■ 阅读文本:
____________________

New packages for reading data into R — fast

小伙伴儿们有福啦,2015年4月10日,Hadley Wickham大牛(开发了著名的ggplots包和plyr包等)和RStudio小组又出新作啦,新作品readr包readxl包分别用于R读取text数据和Excel电子表格数据。事实上,R已经有了一堆读取数据的函数,比如read.table家族以及其巨多的变形,那么为了牛牛们为什么还要开发这两个包呢?原因很简单,这两个包的读取速度比R内置数据读入函数更快!!!记住哦,是快很多哈!不信,我们下来试试就知道啦!哈哈!平时读取小数据的童鞋可能不会有感觉,但读入的数据量比较大时,速度快就是一个很突出的优势啊,有木有?!废话不多说,上菜!

1)readr包示例

readr包提供了几个用R读取表格/文本数据的函数,并增添了额外的功能,而且更快!这在之间通常是用read.table家族函数来完成这些使命,现在可以轻松很多了啊!

首先,来看看readr包中第一个牛逼轰轰的函数read_table,它替换了之前read.table的功能,关键是更快,请记住,快、速度是这个包诞生的重要原因,可能是受大数据时代这股趋势的推动!我们来做一个实验!让这两个函数同时读取一个包含了4百万航数据的文件(数据地址:http://academic.udayton.edu/kissock/http/Weather/gsod95-current/NYNEWYOR.txt ),看看有什么有趣的发现!

Step1

看看数据格式,可以看到有四列,分别代表日,月,年和一个数值

Step2

打开R,运行以下命令,看看两个命令的运行时间!

> system.time(read_table(file = ‘http://academic.udayton.edu/kissock/http/Weather/gsod95-current/NYNEWYOR.txt‘,col_names = c(‘DAY‘,‘MONTH‘,‘YEAR‘,‘TEMP‘)))

用户 系统 流逝

3.30 11.06 14.43

> system.time(read.table(file = ‘http://academic.udayton.edu/kissock/http/Weather/gsod95-current/NYNEWYOR.txt‘,col.names = c(‘DAY‘,‘MONTH‘,‘YEAR‘,‘TEMP‘)))

____________________

■ 练习题目:
• 1. 在上方关于readr包的阅读文本里,从含有“readr包提供了几个用R读”的地方开始,到“打开R,运行以下命令,看看两个命令的运行时间!”之后停下,把这一段原样照录出来。
• 2. 紧接着上方关于readr包的阅读文本的最后一句,把这篇文字继续往下写。

■ 给定记录:
____________________

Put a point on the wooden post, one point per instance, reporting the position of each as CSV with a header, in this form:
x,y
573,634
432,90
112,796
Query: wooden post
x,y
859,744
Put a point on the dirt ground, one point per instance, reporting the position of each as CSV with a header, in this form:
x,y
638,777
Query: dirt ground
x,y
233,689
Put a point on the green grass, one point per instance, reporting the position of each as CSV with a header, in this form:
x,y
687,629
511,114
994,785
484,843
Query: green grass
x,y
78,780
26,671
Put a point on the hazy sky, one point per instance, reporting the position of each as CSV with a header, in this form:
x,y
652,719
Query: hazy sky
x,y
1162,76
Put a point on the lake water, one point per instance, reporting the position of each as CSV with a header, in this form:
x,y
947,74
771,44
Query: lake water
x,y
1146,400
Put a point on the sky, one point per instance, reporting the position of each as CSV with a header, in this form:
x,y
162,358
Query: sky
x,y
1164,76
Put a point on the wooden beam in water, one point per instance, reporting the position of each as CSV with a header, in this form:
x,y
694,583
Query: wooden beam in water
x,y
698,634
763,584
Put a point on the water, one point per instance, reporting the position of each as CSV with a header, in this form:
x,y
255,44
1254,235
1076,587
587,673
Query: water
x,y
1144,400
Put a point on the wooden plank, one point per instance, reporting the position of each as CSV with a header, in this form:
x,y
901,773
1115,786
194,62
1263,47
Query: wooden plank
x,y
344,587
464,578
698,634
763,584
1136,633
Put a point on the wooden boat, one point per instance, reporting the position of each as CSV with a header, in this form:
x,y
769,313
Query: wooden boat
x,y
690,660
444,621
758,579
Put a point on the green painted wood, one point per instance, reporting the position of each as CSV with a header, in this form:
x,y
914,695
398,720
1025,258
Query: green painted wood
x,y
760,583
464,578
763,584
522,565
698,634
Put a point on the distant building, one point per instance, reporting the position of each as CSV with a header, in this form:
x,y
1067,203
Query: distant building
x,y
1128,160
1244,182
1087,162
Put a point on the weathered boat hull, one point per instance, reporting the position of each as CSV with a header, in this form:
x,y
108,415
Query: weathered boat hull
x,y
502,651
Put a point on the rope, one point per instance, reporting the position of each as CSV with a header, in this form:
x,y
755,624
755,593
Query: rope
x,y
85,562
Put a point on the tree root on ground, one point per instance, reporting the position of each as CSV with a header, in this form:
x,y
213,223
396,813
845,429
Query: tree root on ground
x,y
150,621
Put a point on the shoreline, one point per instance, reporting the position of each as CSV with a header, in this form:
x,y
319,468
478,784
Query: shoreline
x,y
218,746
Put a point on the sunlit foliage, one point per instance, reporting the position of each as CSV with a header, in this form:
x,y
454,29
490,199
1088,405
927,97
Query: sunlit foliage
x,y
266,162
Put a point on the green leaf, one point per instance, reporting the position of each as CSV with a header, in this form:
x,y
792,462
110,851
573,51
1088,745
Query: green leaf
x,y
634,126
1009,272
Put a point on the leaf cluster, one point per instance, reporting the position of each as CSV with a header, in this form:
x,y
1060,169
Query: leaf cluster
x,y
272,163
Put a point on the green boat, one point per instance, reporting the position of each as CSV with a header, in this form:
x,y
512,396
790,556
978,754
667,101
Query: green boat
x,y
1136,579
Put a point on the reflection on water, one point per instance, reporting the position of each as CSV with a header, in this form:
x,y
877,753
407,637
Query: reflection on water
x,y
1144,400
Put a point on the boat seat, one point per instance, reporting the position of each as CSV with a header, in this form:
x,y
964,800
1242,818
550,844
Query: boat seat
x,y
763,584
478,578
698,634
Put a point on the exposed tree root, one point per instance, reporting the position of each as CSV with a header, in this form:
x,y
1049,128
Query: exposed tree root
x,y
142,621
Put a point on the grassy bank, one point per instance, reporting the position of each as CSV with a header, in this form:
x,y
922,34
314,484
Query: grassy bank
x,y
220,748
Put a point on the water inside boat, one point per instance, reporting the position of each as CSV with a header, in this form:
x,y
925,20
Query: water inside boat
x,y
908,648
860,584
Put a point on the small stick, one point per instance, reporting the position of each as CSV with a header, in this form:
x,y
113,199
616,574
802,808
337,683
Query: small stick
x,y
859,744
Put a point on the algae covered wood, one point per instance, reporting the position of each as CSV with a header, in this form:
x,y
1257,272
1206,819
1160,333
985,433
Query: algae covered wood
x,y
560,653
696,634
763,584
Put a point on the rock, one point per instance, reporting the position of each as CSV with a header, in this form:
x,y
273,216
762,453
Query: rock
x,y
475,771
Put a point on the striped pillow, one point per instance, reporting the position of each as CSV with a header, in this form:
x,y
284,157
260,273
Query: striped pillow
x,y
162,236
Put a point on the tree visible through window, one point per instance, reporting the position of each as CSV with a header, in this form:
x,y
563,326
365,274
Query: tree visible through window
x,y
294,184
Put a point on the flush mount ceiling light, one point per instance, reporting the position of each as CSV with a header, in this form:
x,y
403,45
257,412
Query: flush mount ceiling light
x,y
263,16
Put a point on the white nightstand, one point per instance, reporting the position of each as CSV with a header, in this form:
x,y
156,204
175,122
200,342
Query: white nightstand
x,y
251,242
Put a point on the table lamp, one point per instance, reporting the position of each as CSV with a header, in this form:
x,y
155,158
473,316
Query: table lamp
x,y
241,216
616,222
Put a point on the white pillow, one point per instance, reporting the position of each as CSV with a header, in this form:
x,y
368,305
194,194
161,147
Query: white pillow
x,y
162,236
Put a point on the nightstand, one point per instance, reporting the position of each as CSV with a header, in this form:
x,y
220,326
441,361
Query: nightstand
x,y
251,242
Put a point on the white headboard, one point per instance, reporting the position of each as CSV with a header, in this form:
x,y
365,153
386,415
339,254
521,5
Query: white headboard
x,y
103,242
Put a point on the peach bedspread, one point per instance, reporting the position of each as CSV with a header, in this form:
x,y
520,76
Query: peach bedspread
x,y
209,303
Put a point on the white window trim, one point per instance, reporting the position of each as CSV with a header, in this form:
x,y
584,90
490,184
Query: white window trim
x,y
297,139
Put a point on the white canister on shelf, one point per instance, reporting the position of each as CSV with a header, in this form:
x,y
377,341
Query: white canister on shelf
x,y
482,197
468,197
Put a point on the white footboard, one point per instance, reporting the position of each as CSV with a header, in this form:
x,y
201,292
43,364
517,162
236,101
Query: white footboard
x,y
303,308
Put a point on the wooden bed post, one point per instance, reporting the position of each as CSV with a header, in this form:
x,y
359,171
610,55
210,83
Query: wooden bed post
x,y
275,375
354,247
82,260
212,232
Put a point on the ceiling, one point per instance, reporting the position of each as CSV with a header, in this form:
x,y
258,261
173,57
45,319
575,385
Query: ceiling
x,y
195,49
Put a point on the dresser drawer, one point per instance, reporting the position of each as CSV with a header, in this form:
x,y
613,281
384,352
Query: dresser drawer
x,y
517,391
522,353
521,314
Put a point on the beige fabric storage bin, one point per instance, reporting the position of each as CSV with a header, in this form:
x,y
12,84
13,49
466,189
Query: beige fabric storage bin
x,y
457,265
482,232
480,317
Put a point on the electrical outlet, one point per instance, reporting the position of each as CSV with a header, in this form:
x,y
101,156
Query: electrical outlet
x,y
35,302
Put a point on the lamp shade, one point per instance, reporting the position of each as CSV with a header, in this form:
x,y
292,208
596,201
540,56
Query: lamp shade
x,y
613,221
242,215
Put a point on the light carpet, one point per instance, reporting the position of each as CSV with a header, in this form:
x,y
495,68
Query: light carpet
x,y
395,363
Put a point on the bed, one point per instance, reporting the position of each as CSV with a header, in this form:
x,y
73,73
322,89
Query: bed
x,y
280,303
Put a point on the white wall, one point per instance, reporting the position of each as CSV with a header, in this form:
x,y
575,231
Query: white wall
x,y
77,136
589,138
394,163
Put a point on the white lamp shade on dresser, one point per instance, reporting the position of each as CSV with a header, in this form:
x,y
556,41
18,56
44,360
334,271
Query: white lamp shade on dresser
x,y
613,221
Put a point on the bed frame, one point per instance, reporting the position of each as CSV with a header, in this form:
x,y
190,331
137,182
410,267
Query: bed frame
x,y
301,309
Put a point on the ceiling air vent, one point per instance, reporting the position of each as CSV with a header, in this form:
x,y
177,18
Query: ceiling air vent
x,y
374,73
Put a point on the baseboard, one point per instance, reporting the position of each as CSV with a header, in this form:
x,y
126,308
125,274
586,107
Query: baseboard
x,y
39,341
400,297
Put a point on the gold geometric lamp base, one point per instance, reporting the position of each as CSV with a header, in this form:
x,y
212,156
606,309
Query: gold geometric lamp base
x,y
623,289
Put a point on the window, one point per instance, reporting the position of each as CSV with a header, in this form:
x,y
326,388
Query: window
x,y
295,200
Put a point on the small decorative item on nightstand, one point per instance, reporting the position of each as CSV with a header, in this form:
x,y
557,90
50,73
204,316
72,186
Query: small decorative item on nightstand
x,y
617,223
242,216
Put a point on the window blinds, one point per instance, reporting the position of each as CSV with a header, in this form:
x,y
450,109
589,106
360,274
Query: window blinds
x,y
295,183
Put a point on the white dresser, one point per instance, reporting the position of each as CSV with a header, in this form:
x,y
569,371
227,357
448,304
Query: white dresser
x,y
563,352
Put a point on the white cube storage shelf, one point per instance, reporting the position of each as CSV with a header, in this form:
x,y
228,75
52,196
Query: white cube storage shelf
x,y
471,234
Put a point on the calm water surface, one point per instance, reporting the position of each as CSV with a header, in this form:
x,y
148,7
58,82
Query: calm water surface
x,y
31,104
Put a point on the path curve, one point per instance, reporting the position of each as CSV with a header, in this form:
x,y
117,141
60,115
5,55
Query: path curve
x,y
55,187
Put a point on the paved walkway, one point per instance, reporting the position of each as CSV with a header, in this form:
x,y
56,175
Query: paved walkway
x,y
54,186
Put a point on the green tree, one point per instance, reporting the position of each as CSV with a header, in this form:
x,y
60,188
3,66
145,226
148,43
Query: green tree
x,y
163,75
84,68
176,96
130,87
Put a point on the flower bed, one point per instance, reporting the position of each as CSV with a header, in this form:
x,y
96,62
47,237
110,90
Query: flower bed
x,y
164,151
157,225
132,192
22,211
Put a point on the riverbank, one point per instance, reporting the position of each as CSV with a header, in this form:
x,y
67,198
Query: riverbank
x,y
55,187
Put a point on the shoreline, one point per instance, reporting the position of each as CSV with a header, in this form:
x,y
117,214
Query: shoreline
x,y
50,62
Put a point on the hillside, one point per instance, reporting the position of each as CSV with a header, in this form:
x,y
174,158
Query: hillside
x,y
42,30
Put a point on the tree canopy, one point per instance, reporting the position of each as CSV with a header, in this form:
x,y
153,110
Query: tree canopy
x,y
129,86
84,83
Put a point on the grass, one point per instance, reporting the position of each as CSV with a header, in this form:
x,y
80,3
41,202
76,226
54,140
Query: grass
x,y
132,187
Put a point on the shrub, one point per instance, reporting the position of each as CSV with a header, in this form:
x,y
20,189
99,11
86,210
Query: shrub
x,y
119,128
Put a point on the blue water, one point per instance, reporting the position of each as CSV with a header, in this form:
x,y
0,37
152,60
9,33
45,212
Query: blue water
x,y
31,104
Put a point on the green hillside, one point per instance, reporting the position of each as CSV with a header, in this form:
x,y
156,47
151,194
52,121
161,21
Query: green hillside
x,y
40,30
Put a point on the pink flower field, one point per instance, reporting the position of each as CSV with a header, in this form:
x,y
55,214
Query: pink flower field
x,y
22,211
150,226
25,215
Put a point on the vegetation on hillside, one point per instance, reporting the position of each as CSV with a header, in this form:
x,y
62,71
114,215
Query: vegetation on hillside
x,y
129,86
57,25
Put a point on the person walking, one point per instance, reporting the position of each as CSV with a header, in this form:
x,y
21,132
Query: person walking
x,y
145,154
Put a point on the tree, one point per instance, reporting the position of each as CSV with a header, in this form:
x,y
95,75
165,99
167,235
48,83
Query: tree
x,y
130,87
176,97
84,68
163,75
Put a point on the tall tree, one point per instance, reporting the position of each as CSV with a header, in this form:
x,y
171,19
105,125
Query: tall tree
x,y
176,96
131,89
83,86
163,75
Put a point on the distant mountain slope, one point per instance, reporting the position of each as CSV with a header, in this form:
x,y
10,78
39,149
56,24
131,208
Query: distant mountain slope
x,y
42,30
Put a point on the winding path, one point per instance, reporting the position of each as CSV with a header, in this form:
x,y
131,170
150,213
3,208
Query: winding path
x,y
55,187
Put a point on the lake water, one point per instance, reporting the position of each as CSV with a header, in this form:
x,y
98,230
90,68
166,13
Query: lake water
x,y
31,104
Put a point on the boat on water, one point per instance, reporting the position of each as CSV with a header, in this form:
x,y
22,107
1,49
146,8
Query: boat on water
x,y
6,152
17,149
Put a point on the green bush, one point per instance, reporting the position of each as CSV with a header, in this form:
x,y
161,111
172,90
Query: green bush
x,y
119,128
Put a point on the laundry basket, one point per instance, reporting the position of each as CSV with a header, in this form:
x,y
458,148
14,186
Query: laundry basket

____________________

■ 参考回答:
• 1.
readr包提供了几个用R读取表格/文本数据的函数,并增添了额外的功能,而且更快!这在之间通常是用read.table家族函数来完成这些使命,现在可以轻松很多了啊!

首先,来看看readr包中第一个牛逼轰轰的函数read_table,它替换了之前read.table的功能,关键是更快,请记住,快、速度是这个包诞生的重要原因,可能是受大数据时代这股趋势的推动!我们来做一个实验!让这两个函数同时读取一个包含了4百万航数据的文件(数据地址:http://academic.udayton.edu/kissock/http/Weather/gsod95-current/NYNEWYOR.txt ),看看有什么有趣的发现!

Step1

看看数据格式,可以看到有四列,分别代表日,月,年和一个数值

Step2

打开R,运行以下命令,看看两个命令的运行时间!

• 2.
用户 系统 流逝

1.92 1.62 96.10

这两个命令看起来类似,但是read.table函数大约花费了96.1秒完成,而read_table再不到15秒就完成啦(这可能是我这台破电脑的原因,官方的说法是:前者花了30秒左右,而后者不到一秒就搞定啦!!擦….这性能…无法比啊!)。也许有人会问,为什么会这样呢?原因在于:read_table函数把数据当成一个固定格式的稳健,底层使用C++快速的处理数据(与之对比的是,read.table支持列间任意数量的空格,而read_table要求每一列都排的很整齐,即一列中不能有"出头鸟")。但是,话是这么说,实际运用时,并没有这样严格的限制!

R基本包中有一个读取固定宽度数据集的函数,请看下面,再次见证readr包的神奇,对!!!就是这么神奇!!!

> system.time(dat <- read_fwf(‘http://academic.udayton.edu/kissock/http/Weather/gsod95-current/NYNEWYOR.txt‘,

+ fwf_widths(c(3,15,16,12),

+ col_names=c("DAY","MONTH","YEAR","TEMP"))))

用户 系统 流逝

0.67 1.70 2.40

> system.time(dat2 <- read.fwf(‘http://academic.udayton.edu/kissock/http/Weather/gsod95-current/NYNEWYOR.txt‘, c(3,15,16,12),

+ col.names=c("DAY","MONTH","YEAR","TEMP")))

用户 系统 流逝

0.73 0.49 89.03

看吧,这一对比,知道readr包的腻害了吧!

当然,上面只是readr包中一个简单的例子!readr中包括的其他函数还有:

readr::read_csv        Read a delimited file into a data frame.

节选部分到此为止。